## Your goal:
Locate the line that contains "Category: large rear tire" in the entries below, then repeat it and every following line through the line that contains "Category: corrugated roof", exactly, and no others.
Segment Start: Data
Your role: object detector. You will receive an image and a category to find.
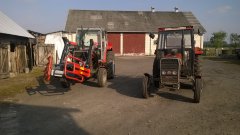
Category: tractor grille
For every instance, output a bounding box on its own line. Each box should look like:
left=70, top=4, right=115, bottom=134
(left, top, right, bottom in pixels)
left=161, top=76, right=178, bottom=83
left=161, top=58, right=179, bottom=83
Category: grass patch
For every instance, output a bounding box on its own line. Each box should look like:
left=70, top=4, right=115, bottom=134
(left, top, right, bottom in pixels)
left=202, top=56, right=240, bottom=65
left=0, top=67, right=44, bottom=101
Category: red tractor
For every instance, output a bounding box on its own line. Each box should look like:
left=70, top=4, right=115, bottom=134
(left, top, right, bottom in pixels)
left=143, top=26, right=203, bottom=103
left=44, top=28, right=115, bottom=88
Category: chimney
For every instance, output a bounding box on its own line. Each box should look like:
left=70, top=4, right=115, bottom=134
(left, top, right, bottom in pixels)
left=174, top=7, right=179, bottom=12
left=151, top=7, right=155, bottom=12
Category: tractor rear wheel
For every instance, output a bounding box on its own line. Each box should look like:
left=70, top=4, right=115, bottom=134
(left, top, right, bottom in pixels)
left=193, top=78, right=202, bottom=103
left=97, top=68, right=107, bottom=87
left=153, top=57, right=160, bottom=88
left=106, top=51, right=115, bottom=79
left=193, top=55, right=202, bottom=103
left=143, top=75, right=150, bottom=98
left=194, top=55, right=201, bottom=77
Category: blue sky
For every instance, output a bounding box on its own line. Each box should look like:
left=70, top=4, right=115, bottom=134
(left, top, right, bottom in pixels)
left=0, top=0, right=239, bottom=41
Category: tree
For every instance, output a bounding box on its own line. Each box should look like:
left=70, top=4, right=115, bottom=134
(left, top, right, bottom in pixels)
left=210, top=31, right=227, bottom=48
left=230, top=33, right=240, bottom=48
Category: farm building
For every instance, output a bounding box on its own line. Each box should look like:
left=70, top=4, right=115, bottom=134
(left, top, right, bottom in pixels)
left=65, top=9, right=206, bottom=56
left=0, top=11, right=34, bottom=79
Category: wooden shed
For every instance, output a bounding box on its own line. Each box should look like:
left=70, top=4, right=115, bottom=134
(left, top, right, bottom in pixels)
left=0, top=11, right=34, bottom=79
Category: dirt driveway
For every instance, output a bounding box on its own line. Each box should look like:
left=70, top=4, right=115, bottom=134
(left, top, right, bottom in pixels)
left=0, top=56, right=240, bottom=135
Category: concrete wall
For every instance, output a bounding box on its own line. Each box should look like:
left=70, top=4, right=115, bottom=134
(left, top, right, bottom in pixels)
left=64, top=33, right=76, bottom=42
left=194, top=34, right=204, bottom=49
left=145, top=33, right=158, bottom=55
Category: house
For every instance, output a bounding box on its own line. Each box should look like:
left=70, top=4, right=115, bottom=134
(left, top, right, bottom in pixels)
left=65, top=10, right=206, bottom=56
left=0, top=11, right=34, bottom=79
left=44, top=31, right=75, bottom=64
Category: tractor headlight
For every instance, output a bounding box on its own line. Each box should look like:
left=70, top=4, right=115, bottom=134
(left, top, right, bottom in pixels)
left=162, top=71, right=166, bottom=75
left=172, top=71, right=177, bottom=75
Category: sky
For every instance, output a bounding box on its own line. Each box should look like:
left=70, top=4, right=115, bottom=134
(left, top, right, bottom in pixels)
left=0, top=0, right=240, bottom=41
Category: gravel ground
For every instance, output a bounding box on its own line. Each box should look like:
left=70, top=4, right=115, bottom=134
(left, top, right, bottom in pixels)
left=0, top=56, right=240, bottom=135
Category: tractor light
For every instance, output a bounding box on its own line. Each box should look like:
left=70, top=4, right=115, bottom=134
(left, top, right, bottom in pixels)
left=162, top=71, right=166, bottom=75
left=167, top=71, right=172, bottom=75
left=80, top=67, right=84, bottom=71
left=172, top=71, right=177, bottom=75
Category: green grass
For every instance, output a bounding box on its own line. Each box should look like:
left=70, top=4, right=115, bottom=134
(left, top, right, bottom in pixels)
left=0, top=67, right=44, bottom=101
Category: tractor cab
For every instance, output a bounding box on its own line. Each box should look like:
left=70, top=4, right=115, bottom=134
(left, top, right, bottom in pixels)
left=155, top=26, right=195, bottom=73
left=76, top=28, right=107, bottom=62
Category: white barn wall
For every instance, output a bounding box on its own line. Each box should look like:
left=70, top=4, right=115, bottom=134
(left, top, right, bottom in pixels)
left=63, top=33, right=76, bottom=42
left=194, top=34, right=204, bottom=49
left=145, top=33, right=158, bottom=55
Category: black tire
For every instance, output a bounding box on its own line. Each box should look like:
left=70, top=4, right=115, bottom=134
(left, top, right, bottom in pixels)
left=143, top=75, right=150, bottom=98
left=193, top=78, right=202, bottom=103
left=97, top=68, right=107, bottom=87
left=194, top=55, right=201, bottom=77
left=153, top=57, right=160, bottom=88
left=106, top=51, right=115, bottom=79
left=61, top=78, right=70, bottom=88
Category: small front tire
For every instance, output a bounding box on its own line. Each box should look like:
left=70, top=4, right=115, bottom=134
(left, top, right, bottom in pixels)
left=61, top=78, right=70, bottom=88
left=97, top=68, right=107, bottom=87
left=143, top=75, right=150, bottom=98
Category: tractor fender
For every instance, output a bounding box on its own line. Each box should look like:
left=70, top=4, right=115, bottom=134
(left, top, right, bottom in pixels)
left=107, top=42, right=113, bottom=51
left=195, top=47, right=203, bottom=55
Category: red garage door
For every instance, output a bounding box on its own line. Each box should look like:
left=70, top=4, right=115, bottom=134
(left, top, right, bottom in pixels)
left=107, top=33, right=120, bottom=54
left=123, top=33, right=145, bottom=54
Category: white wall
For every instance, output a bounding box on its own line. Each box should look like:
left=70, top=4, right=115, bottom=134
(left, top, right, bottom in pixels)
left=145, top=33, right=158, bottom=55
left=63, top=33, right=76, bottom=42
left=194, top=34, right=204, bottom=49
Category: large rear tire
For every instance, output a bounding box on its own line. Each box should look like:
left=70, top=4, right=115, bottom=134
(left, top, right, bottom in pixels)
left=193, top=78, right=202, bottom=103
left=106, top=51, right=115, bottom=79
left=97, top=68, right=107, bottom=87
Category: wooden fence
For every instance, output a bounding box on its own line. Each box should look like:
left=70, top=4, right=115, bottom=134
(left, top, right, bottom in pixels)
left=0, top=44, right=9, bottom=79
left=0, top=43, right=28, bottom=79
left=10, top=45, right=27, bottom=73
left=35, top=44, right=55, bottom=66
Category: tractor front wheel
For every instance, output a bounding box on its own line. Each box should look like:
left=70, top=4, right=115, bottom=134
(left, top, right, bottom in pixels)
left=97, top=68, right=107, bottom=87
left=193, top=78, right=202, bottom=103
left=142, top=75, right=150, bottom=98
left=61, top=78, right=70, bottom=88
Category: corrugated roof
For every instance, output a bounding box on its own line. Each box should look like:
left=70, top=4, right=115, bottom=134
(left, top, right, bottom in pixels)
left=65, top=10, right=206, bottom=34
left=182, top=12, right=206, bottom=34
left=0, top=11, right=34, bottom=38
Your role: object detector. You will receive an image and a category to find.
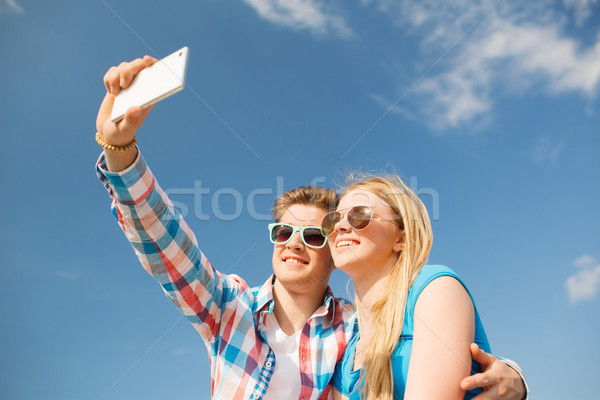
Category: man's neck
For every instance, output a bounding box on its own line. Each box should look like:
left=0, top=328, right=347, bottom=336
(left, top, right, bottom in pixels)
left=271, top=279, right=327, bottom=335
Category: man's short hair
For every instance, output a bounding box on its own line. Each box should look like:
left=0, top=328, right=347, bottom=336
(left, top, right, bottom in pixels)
Segment End: Data
## Output of the exercise:
Category: large rear tire
For every instance, output a bounding box on its own line. Each box should look like:
left=70, top=4, right=115, bottom=134
(left, top, right, bottom in pixels)
left=193, top=78, right=202, bottom=103
left=106, top=51, right=115, bottom=79
left=97, top=68, right=107, bottom=87
Category: wooden fence
For every instance, output a bounding box on its own line. Each box should look like:
left=70, top=4, right=115, bottom=134
(left, top, right, bottom in pixels)
left=0, top=44, right=9, bottom=79
left=0, top=43, right=28, bottom=79
left=10, top=45, right=27, bottom=73
left=35, top=44, right=55, bottom=66
Category: tractor front wheel
For every instance, output a bounding box on its own line. Each box should look like:
left=70, top=4, right=115, bottom=134
(left, top, right, bottom in pixels)
left=97, top=68, right=107, bottom=87
left=193, top=78, right=202, bottom=103
left=142, top=75, right=150, bottom=98
left=61, top=78, right=70, bottom=88
Category: corrugated roof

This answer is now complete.